**Exercise description**
Starting at the top of the records below and ending with the line that contains "Please point out the white structure", print each line exactly as written, skipping the pictures.

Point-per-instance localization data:

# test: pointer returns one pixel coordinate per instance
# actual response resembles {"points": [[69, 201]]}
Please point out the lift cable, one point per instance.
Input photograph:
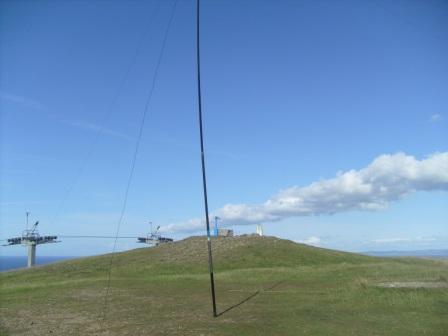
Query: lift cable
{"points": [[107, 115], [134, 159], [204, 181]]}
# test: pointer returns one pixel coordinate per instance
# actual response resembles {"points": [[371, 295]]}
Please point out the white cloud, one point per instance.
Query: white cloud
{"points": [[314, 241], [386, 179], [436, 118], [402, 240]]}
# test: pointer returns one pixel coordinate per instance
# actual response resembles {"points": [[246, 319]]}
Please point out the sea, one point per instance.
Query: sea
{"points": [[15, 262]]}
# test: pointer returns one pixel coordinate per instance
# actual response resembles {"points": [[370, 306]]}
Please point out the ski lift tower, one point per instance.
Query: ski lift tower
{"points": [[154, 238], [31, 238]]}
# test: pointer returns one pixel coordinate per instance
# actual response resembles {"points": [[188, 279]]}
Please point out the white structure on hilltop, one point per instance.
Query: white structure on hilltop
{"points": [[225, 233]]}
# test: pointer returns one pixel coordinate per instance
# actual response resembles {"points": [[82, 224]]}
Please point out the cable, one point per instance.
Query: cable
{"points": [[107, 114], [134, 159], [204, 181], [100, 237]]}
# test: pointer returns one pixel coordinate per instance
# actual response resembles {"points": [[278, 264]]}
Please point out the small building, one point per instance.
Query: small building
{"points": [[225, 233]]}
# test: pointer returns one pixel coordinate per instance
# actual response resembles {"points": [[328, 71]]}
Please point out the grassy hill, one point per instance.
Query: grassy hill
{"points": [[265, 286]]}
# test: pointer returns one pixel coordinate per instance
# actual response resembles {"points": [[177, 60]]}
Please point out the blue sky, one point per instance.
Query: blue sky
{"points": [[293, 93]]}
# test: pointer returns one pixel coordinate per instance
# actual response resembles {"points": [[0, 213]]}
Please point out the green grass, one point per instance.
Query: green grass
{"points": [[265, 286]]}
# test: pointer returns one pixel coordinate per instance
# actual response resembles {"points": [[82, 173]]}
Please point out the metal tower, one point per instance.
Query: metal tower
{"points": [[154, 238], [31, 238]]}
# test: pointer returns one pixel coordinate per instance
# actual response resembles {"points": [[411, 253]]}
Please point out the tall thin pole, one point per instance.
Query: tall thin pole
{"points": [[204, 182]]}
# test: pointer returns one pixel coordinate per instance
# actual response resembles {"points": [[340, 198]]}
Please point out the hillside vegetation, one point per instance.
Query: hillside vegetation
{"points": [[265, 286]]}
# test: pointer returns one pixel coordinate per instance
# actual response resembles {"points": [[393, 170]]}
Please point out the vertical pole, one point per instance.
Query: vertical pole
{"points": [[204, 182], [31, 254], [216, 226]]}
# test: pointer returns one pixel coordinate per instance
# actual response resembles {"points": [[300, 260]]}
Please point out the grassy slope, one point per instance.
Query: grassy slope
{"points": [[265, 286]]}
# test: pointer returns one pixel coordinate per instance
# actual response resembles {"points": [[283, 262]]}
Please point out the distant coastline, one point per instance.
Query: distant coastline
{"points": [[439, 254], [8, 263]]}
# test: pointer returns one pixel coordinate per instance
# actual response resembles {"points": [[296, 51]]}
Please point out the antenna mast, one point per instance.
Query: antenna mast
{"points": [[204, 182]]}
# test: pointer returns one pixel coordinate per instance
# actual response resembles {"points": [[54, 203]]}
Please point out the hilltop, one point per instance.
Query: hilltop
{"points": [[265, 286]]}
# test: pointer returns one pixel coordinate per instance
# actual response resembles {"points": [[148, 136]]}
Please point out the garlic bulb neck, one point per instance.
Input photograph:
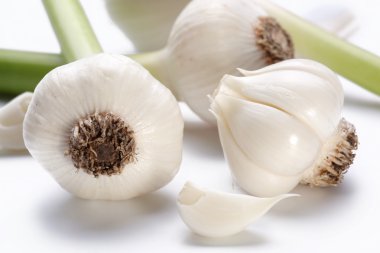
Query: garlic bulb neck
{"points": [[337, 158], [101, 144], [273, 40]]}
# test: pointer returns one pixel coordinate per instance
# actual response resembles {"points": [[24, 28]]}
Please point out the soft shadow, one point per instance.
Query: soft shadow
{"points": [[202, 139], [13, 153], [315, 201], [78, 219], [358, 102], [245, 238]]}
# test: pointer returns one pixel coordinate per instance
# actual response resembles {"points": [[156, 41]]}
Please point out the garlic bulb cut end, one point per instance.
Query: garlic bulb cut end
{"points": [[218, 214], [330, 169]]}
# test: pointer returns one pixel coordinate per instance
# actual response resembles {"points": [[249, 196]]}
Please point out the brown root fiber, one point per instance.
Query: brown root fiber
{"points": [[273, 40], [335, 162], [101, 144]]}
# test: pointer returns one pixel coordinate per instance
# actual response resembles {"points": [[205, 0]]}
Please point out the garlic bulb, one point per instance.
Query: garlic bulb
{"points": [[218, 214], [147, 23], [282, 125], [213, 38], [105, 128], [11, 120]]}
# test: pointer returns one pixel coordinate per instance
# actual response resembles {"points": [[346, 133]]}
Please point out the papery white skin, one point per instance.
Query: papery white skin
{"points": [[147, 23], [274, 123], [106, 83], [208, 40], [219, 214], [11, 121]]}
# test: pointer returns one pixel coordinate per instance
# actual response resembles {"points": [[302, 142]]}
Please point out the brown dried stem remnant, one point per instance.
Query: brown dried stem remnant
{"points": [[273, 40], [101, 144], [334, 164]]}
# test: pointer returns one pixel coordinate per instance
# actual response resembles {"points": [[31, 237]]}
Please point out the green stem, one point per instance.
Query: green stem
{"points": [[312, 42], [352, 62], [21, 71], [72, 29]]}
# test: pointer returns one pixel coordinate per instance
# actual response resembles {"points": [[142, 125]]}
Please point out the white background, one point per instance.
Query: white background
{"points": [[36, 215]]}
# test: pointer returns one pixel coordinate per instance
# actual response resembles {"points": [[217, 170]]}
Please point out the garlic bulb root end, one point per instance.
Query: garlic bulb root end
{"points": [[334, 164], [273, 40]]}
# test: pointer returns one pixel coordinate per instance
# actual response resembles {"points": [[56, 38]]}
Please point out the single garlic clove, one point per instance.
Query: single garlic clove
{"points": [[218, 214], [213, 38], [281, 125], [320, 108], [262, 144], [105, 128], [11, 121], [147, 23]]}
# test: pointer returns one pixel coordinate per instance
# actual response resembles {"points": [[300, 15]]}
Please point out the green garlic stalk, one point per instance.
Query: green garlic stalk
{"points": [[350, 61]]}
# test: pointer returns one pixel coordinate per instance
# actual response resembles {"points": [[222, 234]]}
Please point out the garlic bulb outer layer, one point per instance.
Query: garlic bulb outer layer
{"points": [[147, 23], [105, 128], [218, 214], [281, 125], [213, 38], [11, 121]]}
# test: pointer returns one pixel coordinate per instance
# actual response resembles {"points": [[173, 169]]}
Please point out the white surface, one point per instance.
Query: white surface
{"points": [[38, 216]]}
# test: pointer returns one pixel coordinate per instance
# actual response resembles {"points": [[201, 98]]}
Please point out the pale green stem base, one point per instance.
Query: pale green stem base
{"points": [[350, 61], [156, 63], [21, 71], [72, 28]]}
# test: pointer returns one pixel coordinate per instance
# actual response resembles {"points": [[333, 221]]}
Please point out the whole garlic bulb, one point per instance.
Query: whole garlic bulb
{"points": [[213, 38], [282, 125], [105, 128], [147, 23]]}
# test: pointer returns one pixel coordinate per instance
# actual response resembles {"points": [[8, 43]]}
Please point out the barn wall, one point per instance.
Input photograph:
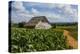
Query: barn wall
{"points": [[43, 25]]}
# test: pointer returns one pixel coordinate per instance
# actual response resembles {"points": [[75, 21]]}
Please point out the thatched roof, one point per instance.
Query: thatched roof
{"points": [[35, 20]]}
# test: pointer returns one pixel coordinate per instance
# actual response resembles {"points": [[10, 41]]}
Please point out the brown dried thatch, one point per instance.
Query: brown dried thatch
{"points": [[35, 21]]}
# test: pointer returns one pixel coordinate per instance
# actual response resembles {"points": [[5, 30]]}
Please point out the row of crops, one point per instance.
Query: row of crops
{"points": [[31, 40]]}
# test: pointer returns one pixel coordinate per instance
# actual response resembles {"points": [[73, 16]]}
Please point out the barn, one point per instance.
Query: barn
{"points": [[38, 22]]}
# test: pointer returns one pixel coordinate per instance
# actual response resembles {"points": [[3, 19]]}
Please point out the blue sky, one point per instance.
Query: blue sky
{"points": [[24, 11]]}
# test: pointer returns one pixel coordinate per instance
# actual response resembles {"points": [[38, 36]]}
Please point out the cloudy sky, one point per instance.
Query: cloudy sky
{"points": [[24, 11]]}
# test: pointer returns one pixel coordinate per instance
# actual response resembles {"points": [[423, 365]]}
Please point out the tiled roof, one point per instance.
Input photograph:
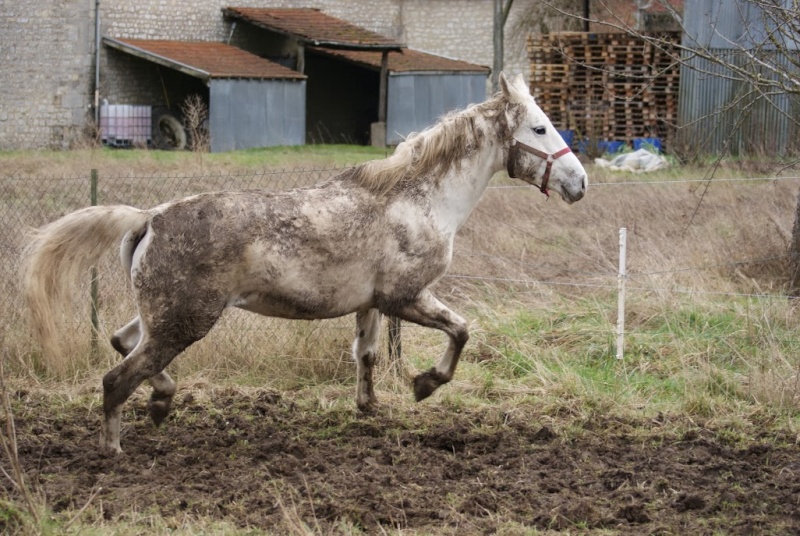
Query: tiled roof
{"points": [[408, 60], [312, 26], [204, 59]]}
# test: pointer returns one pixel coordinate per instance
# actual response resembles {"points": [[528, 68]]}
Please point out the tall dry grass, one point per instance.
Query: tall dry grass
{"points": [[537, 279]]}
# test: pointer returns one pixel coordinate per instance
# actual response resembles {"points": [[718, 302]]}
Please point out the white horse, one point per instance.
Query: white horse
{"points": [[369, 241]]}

**Result of the task**
# test: pointer returns one pixel coordinate per instance
# actual response resembles {"points": [[69, 201]]}
Please point out the lift cable, one point per instance.
Input photograph:
Query: lift cable
{"points": [[107, 115], [134, 159], [204, 181]]}
# test: pointer returns one pixel coordinate per instance
# actual response resembles {"points": [[371, 295]]}
Please point out the white cloud, one point per instance.
Query: white cloud
{"points": [[314, 241], [386, 179], [436, 118], [402, 240]]}
# test: pointer returns one pixel coordinate per instance
# actual response resembles {"points": [[246, 319]]}
Please point out the sea, one point per instance.
Query: sea
{"points": [[15, 262]]}
# test: pointer returns one pixel coordinate per instance
# actual response resembles {"points": [[370, 306]]}
Please point out the ski lift tower, one point per instance.
Query: ski lift tower
{"points": [[154, 238], [31, 238]]}
# test: pointer returns one pixel coordinate per instance
# actual response resembles {"points": [[188, 279]]}
Please point out the white structure on hilltop, one point per instance.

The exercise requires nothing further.